### WRITTEN PROBLEM
Copy the items below word for word, from the first line through the line containing "369 247 818 528", with both of those lines included. Leave the pictures out.

### SUPPLIED RECORDS

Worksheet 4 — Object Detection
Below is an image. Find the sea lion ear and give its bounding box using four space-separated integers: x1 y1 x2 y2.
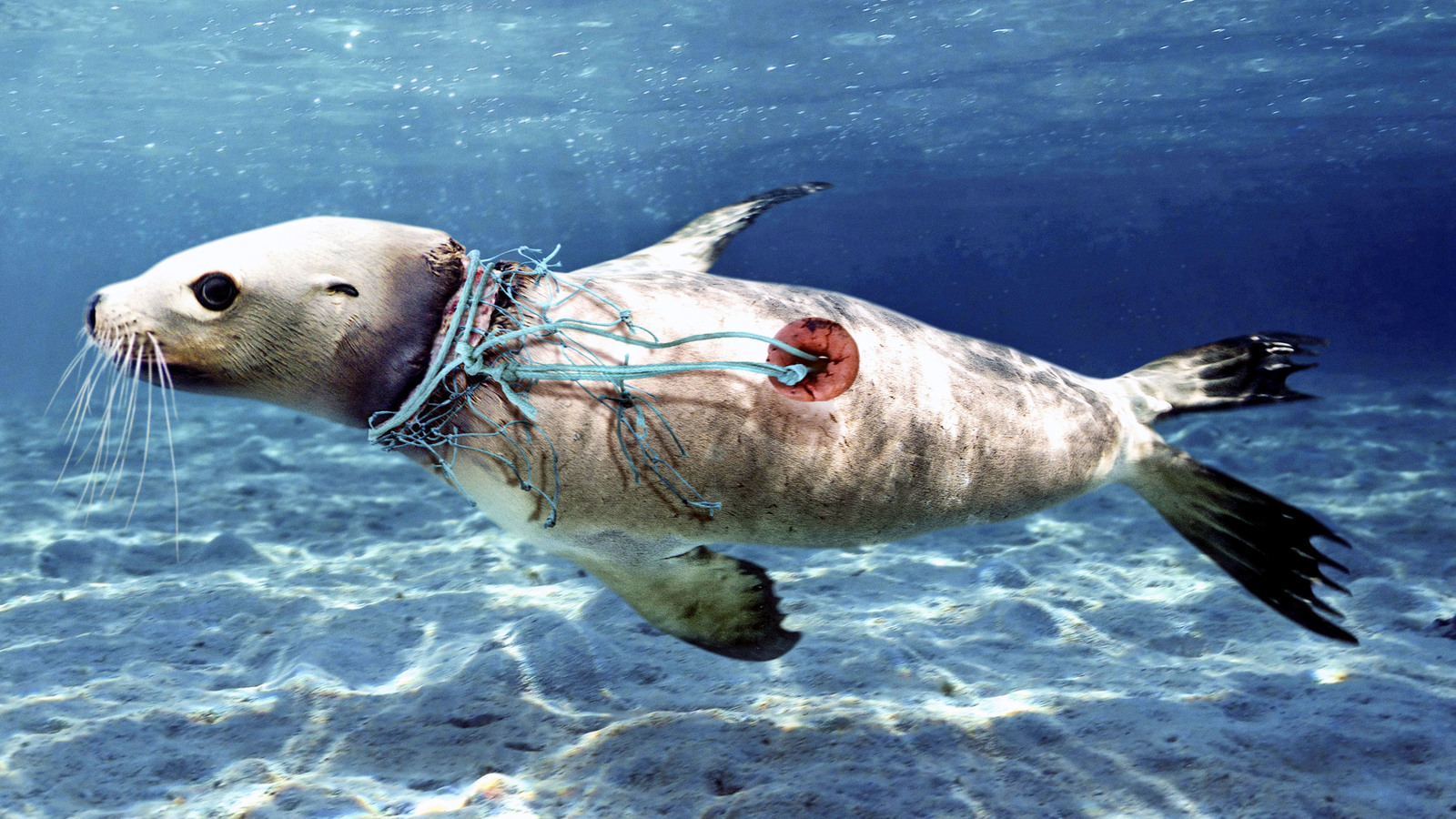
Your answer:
568 547 799 662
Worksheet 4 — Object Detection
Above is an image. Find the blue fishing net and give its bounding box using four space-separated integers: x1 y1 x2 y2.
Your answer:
369 247 818 528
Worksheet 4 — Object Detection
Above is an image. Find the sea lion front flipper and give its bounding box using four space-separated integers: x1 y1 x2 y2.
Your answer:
572 547 799 662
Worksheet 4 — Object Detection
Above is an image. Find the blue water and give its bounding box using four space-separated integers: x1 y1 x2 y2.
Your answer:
0 0 1456 819
0 0 1456 392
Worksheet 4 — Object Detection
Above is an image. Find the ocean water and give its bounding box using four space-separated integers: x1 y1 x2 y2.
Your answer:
0 0 1456 819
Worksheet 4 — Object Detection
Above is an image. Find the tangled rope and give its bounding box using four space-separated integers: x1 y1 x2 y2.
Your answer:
369 247 817 528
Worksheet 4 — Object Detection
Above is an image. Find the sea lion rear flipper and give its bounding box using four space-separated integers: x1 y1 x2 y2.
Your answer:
1116 332 1327 424
568 547 799 660
1126 440 1359 644
575 182 832 276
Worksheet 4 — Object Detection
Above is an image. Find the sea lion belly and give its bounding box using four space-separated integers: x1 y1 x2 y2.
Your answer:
433 269 1123 547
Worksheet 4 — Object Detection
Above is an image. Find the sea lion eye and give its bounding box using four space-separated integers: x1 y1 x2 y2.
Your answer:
192 272 238 312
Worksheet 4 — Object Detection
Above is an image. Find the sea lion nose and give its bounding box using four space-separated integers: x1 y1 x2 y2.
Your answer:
86 293 100 335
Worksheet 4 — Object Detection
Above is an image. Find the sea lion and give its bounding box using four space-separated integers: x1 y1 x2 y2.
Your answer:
87 184 1356 660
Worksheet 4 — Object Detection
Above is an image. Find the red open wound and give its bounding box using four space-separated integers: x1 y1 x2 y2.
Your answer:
769 318 859 400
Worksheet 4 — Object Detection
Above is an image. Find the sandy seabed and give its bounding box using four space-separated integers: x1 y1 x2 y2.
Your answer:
0 373 1456 819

### RESPONSE TO THE EXERCISE
Worksheet 4 — Object Detection
Below is an image. Find the sea lion ear and give its bounding box using four space-separated integers: x1 y1 x2 y2.
Your answer:
568 547 799 662
Worksheet 4 — Object Detection
Above is an image. Find the blue fishing net and give its bounding box using four space-separated integers: x1 y1 x2 y2.
Your answer:
369 247 818 528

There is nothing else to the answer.